==== Data excerpts
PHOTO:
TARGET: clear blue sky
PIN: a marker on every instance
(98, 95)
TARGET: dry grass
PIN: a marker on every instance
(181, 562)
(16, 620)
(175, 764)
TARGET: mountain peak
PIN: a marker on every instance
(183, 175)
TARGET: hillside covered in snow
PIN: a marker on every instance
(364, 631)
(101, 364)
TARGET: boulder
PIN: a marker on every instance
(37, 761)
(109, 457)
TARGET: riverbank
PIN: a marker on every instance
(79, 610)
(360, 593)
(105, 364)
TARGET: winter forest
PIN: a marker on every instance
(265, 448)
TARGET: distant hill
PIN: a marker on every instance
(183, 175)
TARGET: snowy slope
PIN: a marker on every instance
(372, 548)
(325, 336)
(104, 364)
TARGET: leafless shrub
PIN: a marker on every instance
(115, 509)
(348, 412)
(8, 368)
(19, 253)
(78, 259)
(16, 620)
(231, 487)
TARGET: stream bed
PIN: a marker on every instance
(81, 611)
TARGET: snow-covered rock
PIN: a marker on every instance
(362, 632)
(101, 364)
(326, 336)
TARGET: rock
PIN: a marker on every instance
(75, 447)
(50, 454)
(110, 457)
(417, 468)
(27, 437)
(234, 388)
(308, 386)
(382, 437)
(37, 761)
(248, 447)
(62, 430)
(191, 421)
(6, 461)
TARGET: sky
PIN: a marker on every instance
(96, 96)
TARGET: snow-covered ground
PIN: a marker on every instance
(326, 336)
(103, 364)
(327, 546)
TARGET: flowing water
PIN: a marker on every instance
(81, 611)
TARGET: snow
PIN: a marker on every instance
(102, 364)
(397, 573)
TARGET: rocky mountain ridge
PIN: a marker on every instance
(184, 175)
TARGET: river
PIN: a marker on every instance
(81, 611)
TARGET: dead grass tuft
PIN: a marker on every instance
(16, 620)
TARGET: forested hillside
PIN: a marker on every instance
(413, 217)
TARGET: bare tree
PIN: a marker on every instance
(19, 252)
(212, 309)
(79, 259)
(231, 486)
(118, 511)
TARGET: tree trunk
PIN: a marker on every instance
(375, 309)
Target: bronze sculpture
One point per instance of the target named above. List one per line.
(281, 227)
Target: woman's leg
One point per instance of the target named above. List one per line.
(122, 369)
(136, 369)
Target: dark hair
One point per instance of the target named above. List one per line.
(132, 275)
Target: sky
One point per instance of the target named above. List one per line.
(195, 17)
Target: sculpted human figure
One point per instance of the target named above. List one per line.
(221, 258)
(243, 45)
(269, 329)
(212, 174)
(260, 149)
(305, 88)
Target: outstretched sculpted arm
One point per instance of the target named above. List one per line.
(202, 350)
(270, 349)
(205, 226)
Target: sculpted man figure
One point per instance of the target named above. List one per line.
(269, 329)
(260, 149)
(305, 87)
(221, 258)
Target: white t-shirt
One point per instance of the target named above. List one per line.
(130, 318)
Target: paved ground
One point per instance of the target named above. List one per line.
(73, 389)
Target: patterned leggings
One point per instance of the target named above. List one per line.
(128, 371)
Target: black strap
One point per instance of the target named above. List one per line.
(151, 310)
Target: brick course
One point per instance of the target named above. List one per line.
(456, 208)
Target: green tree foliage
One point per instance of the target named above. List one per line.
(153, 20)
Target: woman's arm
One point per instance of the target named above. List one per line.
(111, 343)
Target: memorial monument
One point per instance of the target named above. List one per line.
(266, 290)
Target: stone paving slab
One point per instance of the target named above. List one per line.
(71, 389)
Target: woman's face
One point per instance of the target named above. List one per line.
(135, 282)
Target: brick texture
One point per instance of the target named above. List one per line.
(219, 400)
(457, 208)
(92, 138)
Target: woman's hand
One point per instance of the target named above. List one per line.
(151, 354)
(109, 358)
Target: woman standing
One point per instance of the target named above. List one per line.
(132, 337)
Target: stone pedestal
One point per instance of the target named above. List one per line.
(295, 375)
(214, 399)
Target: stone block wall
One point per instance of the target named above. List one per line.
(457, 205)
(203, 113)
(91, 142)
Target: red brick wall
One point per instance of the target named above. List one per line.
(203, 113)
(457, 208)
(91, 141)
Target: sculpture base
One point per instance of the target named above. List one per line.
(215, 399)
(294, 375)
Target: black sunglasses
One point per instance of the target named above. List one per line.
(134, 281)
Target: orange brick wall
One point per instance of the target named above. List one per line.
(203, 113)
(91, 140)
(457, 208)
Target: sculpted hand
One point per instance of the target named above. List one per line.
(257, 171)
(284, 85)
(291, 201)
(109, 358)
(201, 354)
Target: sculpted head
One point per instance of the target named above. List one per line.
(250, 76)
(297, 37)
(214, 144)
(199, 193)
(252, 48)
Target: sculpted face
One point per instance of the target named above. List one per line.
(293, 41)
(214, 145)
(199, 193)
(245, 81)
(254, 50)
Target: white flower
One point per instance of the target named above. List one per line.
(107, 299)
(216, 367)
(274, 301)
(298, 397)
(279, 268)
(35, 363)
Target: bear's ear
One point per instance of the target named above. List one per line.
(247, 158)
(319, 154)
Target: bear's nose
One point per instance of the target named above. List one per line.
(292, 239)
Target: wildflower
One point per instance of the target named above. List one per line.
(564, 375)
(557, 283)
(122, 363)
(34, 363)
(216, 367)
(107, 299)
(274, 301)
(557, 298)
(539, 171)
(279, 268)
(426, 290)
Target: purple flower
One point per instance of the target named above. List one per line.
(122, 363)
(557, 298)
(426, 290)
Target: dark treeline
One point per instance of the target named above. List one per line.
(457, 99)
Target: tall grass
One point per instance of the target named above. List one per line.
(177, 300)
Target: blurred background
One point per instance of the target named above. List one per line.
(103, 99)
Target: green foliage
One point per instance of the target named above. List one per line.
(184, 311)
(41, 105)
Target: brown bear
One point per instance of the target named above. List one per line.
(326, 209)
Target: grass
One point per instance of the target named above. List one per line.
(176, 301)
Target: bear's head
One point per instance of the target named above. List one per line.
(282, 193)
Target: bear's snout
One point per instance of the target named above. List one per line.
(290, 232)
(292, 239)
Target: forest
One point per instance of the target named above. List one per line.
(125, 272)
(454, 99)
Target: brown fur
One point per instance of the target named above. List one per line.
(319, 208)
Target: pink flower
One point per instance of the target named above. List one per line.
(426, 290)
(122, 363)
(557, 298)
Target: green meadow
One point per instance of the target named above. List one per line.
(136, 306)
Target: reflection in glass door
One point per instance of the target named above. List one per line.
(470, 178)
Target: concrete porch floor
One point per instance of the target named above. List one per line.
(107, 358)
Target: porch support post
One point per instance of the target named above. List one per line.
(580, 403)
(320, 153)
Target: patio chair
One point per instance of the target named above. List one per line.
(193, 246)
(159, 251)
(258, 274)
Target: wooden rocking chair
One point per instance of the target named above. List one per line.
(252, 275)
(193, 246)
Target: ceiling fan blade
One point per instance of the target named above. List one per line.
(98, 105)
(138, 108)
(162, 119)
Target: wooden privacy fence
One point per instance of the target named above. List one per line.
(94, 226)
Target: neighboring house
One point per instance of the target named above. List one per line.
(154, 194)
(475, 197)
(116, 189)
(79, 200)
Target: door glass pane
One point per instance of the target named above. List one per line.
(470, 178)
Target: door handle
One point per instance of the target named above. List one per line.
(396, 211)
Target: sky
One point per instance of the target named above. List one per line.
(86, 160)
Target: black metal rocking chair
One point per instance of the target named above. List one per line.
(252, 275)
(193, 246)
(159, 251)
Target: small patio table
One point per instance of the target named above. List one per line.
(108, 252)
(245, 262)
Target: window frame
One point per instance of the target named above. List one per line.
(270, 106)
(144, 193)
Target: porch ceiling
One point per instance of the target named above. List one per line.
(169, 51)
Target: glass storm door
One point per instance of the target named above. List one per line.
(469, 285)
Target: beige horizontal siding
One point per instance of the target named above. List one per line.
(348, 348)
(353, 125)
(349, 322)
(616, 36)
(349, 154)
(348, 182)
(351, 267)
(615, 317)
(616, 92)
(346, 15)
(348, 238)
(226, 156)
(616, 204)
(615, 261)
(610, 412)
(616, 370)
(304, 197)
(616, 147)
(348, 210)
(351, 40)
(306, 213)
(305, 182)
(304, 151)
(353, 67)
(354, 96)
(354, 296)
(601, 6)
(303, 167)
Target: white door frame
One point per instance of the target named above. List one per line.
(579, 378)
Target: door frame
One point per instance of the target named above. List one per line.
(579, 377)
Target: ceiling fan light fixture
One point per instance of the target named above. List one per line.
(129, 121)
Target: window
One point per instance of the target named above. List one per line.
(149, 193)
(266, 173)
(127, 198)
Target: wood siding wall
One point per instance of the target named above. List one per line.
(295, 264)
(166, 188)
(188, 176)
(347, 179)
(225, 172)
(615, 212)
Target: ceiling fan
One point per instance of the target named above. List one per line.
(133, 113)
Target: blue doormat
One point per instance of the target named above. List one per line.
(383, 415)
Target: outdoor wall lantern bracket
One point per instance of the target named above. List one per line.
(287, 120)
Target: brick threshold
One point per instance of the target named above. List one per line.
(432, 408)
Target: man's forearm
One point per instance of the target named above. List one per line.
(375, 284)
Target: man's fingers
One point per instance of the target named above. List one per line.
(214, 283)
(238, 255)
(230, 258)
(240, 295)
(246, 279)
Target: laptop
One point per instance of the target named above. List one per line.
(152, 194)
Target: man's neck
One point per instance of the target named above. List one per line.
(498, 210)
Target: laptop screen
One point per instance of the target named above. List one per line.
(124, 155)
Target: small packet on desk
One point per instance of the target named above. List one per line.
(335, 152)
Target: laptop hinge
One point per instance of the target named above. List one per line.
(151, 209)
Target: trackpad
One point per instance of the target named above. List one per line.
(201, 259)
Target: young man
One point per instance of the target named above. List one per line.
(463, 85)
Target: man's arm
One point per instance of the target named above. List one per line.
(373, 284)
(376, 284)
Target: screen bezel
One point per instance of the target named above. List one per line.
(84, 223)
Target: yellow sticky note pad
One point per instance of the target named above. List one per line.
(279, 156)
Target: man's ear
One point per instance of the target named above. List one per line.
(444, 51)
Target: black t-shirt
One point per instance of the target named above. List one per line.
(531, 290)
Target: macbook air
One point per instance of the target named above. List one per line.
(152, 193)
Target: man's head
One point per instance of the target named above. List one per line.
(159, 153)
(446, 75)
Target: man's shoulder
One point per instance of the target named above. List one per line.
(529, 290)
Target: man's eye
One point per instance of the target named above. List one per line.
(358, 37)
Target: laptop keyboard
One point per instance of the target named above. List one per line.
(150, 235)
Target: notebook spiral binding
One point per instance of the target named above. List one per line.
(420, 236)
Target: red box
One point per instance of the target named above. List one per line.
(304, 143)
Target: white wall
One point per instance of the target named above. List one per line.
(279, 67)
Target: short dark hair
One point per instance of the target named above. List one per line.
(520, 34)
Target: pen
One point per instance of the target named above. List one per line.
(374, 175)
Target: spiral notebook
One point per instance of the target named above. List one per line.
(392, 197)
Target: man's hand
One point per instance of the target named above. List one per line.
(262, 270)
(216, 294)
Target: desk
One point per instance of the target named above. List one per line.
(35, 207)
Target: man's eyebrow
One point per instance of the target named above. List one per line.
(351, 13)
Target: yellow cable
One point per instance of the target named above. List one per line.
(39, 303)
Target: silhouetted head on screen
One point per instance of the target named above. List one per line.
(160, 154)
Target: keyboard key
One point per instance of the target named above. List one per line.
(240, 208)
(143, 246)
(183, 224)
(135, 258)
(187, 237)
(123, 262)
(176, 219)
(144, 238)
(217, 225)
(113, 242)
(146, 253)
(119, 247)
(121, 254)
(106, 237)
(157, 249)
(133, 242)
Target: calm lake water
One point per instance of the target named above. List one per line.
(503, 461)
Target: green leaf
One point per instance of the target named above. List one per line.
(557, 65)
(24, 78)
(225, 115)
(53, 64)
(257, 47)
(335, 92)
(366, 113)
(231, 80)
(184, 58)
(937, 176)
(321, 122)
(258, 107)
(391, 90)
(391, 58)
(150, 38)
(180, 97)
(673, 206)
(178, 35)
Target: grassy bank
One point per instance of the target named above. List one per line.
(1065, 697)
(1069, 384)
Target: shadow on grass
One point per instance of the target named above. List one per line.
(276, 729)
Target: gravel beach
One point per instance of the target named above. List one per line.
========
(Problem):
The answer must be one number: how many lines in the records above contain "patio".

(Answer space):
2